● DOCUMENT SEGMENT:
/---

Weekly unique visitors to the Georgia Navigator website: 60,000

GDOT congestion monitoring cameras: 600

Highway digital message signs in metro Atlanta: 110

GDOT video and microwave congestion monitors in metro Atlanta: 2,800

HERO highway assistance units: 88

Source: Georgia Department of Transportation

TOOLS IN THE TOOLBOX

Some of these started two decades ago, and some are cutting-edge right now.

“Sniffing”

  • On Cobb Parkway from Marietta to Acworth, sensors “sniff” the Bluetooths in cars to track traffic speeds. For now, it helps time the traffic lights. This technology might also be used when the state includes arterial roads in Georgia Navigator.

 

Corridor management

  • Traffic lights are timed by the patchwork of cities and towns that own them. As of 2010, the Department of Transportation has gotten them to agree that certain corridors should be managed regionally instead.

\---

● WHAT TO WORK ON:
(1) Can you edit the Georgia traffic-management text, starting at the words "TOOLS IN THE" and stopping after "in Georgia Navigator.", so that "sensors" reads "detectors" throughout that span?
(2) Which rows below contain the string "apron"? Copy each such row in full, treating uppercase and lowercase as different.

Box-labeled dataset extracts:
/---

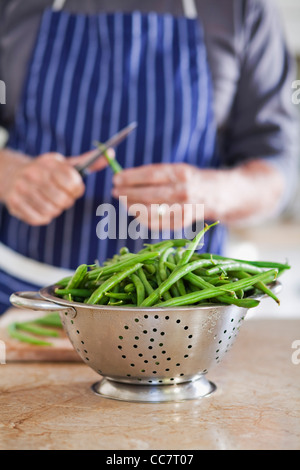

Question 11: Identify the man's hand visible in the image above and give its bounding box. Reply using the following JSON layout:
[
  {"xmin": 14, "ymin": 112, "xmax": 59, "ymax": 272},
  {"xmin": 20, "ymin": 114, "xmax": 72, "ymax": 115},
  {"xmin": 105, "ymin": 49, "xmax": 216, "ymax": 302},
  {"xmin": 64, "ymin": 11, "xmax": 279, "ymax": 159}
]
[
  {"xmin": 2, "ymin": 152, "xmax": 112, "ymax": 226},
  {"xmin": 112, "ymin": 159, "xmax": 284, "ymax": 229}
]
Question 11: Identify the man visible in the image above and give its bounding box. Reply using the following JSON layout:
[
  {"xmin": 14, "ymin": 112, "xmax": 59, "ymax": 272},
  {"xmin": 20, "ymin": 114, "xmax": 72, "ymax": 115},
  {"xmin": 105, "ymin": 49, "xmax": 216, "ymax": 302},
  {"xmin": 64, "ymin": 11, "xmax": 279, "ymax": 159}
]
[{"xmin": 0, "ymin": 0, "xmax": 297, "ymax": 314}]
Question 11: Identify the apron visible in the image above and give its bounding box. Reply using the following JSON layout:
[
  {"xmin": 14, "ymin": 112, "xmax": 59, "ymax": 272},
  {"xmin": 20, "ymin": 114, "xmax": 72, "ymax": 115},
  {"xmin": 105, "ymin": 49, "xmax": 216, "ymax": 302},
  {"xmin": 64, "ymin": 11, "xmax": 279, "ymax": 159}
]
[{"xmin": 0, "ymin": 2, "xmax": 224, "ymax": 311}]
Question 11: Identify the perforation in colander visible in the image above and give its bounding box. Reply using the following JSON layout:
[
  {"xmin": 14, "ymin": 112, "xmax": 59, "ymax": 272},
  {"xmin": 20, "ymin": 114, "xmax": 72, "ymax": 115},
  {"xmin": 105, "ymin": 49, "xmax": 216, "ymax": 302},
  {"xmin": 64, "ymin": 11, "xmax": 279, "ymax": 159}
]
[
  {"xmin": 62, "ymin": 309, "xmax": 245, "ymax": 385},
  {"xmin": 113, "ymin": 314, "xmax": 207, "ymax": 384}
]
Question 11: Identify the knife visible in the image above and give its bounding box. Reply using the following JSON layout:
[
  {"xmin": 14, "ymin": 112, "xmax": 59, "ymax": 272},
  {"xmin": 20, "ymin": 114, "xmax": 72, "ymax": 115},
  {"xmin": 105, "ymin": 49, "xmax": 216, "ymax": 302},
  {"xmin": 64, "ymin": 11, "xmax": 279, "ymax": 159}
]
[{"xmin": 75, "ymin": 122, "xmax": 137, "ymax": 176}]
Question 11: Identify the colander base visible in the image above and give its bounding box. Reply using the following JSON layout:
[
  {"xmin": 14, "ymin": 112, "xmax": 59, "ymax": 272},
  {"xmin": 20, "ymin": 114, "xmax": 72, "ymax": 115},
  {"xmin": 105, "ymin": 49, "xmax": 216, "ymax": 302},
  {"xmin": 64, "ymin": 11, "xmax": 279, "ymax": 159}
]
[{"xmin": 92, "ymin": 376, "xmax": 217, "ymax": 403}]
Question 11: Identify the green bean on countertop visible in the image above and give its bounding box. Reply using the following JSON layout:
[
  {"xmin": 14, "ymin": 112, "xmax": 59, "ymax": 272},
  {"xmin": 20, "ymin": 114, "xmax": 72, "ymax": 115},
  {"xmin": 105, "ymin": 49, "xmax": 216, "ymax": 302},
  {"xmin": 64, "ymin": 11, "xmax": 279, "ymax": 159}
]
[{"xmin": 54, "ymin": 222, "xmax": 290, "ymax": 308}]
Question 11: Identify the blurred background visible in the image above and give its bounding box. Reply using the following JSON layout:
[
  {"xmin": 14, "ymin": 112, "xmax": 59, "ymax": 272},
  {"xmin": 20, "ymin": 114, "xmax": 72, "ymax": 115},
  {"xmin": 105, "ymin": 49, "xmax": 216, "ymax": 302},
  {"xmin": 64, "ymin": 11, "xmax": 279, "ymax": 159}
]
[
  {"xmin": 227, "ymin": 0, "xmax": 300, "ymax": 319},
  {"xmin": 0, "ymin": 0, "xmax": 300, "ymax": 319}
]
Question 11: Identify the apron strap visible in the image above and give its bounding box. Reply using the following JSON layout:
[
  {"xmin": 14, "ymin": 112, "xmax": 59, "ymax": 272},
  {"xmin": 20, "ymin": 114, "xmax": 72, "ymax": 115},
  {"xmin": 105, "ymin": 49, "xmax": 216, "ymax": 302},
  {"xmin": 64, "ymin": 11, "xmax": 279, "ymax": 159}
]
[
  {"xmin": 52, "ymin": 0, "xmax": 198, "ymax": 19},
  {"xmin": 182, "ymin": 0, "xmax": 198, "ymax": 20},
  {"xmin": 52, "ymin": 0, "xmax": 66, "ymax": 11}
]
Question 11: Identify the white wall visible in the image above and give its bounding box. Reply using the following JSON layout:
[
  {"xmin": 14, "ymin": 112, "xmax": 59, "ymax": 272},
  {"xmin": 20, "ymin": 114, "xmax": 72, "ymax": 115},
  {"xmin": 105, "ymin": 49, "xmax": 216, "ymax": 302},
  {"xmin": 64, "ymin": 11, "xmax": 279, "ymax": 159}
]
[{"xmin": 274, "ymin": 0, "xmax": 300, "ymax": 57}]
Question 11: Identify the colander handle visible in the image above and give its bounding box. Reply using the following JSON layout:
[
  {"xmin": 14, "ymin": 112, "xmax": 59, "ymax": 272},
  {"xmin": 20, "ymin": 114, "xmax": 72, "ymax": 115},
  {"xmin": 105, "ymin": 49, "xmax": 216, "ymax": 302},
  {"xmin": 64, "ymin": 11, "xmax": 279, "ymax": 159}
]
[{"xmin": 9, "ymin": 291, "xmax": 76, "ymax": 318}]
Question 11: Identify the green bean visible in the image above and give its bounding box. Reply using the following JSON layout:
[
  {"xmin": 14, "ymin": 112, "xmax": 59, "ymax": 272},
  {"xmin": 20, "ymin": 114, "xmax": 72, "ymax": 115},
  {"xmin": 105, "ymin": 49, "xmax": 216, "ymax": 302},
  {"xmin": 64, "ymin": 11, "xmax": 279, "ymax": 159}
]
[
  {"xmin": 158, "ymin": 247, "xmax": 174, "ymax": 281},
  {"xmin": 124, "ymin": 282, "xmax": 135, "ymax": 293},
  {"xmin": 136, "ymin": 268, "xmax": 153, "ymax": 295},
  {"xmin": 178, "ymin": 222, "xmax": 219, "ymax": 266},
  {"xmin": 156, "ymin": 270, "xmax": 277, "ymax": 307},
  {"xmin": 67, "ymin": 264, "xmax": 88, "ymax": 289},
  {"xmin": 207, "ymin": 261, "xmax": 263, "ymax": 276},
  {"xmin": 199, "ymin": 253, "xmax": 291, "ymax": 270},
  {"xmin": 15, "ymin": 321, "xmax": 59, "ymax": 337},
  {"xmin": 141, "ymin": 260, "xmax": 221, "ymax": 307},
  {"xmin": 95, "ymin": 142, "xmax": 123, "ymax": 174},
  {"xmin": 156, "ymin": 270, "xmax": 172, "ymax": 300},
  {"xmin": 88, "ymin": 252, "xmax": 159, "ymax": 280},
  {"xmin": 130, "ymin": 268, "xmax": 145, "ymax": 306},
  {"xmin": 231, "ymin": 271, "xmax": 280, "ymax": 305},
  {"xmin": 105, "ymin": 292, "xmax": 131, "ymax": 300},
  {"xmin": 87, "ymin": 263, "xmax": 143, "ymax": 305}
]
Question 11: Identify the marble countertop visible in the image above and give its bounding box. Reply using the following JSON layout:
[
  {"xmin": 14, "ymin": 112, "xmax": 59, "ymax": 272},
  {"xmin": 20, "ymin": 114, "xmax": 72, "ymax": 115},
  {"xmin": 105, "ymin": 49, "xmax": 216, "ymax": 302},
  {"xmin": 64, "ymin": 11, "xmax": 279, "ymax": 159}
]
[{"xmin": 0, "ymin": 319, "xmax": 300, "ymax": 450}]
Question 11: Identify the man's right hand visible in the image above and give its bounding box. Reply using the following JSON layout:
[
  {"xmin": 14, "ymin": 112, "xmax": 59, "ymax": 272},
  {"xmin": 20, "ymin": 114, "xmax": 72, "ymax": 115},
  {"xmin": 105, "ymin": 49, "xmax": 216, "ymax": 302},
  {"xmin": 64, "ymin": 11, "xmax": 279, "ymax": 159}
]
[{"xmin": 3, "ymin": 153, "xmax": 85, "ymax": 225}]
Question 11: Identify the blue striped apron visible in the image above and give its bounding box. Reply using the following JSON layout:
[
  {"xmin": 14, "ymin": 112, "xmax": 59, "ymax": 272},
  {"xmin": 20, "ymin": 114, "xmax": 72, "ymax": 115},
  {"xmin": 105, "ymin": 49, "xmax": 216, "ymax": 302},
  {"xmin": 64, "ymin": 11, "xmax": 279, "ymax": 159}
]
[{"xmin": 0, "ymin": 3, "xmax": 224, "ymax": 311}]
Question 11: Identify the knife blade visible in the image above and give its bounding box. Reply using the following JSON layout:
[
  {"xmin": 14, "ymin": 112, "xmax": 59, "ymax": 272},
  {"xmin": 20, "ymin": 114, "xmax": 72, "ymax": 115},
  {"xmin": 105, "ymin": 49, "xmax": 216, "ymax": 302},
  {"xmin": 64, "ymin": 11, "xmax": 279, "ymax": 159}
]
[{"xmin": 75, "ymin": 122, "xmax": 137, "ymax": 176}]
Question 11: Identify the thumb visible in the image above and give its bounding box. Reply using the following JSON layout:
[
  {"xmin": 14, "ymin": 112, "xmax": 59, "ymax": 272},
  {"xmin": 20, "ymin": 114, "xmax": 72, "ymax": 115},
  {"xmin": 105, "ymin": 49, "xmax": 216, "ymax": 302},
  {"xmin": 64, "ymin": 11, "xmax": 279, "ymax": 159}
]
[{"xmin": 68, "ymin": 148, "xmax": 115, "ymax": 172}]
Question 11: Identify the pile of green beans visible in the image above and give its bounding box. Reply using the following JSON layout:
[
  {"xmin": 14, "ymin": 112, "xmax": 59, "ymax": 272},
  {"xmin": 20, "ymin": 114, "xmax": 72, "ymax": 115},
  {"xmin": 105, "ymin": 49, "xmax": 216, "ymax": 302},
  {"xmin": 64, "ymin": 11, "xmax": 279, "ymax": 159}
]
[{"xmin": 55, "ymin": 222, "xmax": 290, "ymax": 309}]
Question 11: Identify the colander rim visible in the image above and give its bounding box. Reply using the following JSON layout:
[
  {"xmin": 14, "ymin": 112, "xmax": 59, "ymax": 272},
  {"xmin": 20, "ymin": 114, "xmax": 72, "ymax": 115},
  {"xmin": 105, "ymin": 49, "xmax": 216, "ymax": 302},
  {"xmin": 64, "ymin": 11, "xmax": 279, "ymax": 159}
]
[{"xmin": 39, "ymin": 280, "xmax": 282, "ymax": 313}]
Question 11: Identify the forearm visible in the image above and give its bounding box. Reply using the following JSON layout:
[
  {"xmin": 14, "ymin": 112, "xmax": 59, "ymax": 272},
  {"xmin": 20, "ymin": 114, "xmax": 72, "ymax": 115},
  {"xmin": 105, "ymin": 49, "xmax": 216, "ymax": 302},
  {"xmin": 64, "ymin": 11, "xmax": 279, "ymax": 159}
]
[
  {"xmin": 195, "ymin": 159, "xmax": 285, "ymax": 225},
  {"xmin": 0, "ymin": 149, "xmax": 30, "ymax": 203}
]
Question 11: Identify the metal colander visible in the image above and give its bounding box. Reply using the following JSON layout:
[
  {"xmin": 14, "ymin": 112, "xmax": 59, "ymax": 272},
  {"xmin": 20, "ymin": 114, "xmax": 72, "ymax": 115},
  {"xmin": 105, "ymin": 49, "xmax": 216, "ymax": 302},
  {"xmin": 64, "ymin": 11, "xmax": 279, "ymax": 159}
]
[{"xmin": 11, "ymin": 282, "xmax": 280, "ymax": 402}]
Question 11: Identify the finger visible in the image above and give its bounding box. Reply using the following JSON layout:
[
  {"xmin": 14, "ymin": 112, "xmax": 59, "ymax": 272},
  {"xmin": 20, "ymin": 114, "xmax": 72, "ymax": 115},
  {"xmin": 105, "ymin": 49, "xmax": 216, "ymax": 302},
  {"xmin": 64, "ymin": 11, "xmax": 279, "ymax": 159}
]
[
  {"xmin": 20, "ymin": 190, "xmax": 63, "ymax": 220},
  {"xmin": 14, "ymin": 165, "xmax": 75, "ymax": 210},
  {"xmin": 113, "ymin": 163, "xmax": 187, "ymax": 187},
  {"xmin": 50, "ymin": 162, "xmax": 85, "ymax": 199},
  {"xmin": 38, "ymin": 185, "xmax": 75, "ymax": 210},
  {"xmin": 112, "ymin": 183, "xmax": 188, "ymax": 204}
]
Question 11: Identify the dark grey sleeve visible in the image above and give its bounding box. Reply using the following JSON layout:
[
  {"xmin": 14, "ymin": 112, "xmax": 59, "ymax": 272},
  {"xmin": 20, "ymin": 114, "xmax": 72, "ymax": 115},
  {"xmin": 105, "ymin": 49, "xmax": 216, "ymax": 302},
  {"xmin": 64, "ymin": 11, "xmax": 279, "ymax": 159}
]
[{"xmin": 223, "ymin": 0, "xmax": 299, "ymax": 207}]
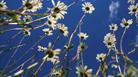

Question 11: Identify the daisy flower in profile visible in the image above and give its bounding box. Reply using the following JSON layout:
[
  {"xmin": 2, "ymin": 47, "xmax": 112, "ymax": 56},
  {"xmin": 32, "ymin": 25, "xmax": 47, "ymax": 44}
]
[
  {"xmin": 121, "ymin": 18, "xmax": 133, "ymax": 28},
  {"xmin": 76, "ymin": 65, "xmax": 92, "ymax": 77},
  {"xmin": 51, "ymin": 68, "xmax": 63, "ymax": 77},
  {"xmin": 128, "ymin": 0, "xmax": 135, "ymax": 4},
  {"xmin": 103, "ymin": 33, "xmax": 116, "ymax": 49},
  {"xmin": 82, "ymin": 2, "xmax": 95, "ymax": 14},
  {"xmin": 78, "ymin": 32, "xmax": 88, "ymax": 40},
  {"xmin": 43, "ymin": 28, "xmax": 53, "ymax": 36},
  {"xmin": 22, "ymin": 0, "xmax": 42, "ymax": 12},
  {"xmin": 128, "ymin": 3, "xmax": 138, "ymax": 16},
  {"xmin": 23, "ymin": 28, "xmax": 31, "ymax": 36},
  {"xmin": 51, "ymin": 1, "xmax": 68, "ymax": 19},
  {"xmin": 109, "ymin": 24, "xmax": 118, "ymax": 31},
  {"xmin": 47, "ymin": 17, "xmax": 57, "ymax": 29},
  {"xmin": 43, "ymin": 43, "xmax": 61, "ymax": 63},
  {"xmin": 37, "ymin": 45, "xmax": 47, "ymax": 52},
  {"xmin": 96, "ymin": 53, "xmax": 106, "ymax": 62},
  {"xmin": 0, "ymin": 0, "xmax": 7, "ymax": 9},
  {"xmin": 57, "ymin": 24, "xmax": 69, "ymax": 36}
]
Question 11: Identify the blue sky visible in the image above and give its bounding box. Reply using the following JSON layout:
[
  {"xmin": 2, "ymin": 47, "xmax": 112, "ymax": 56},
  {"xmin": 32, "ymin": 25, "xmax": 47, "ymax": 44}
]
[{"xmin": 0, "ymin": 0, "xmax": 138, "ymax": 77}]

\---

● PER-TASK OUTPUTS:
(1)
TOOLS IN THE TOOLBOX

Some of these started two decades ago, and some are cutting-edge right now.

“Sniffing”

  • On Cobb Parkway from Marietta to Acworth, detectors “sniff” the Bluetooths in cars to track traffic speeds. For now, it helps time the traffic lights. This technology might also be used when the state includes arterial roads in Georgia Navigator.

(2)
Question 11: Identify the apron visible in the image above and give its bounding box. Reply using the following JSON layout:
Question 11: Identify the apron strap visible in the image above and give its bounding box. Reply using the following JSON layout:
Question 11: Identify the blue striped apron visible in the image above and give its bounding box. Reply using the following JSON layout:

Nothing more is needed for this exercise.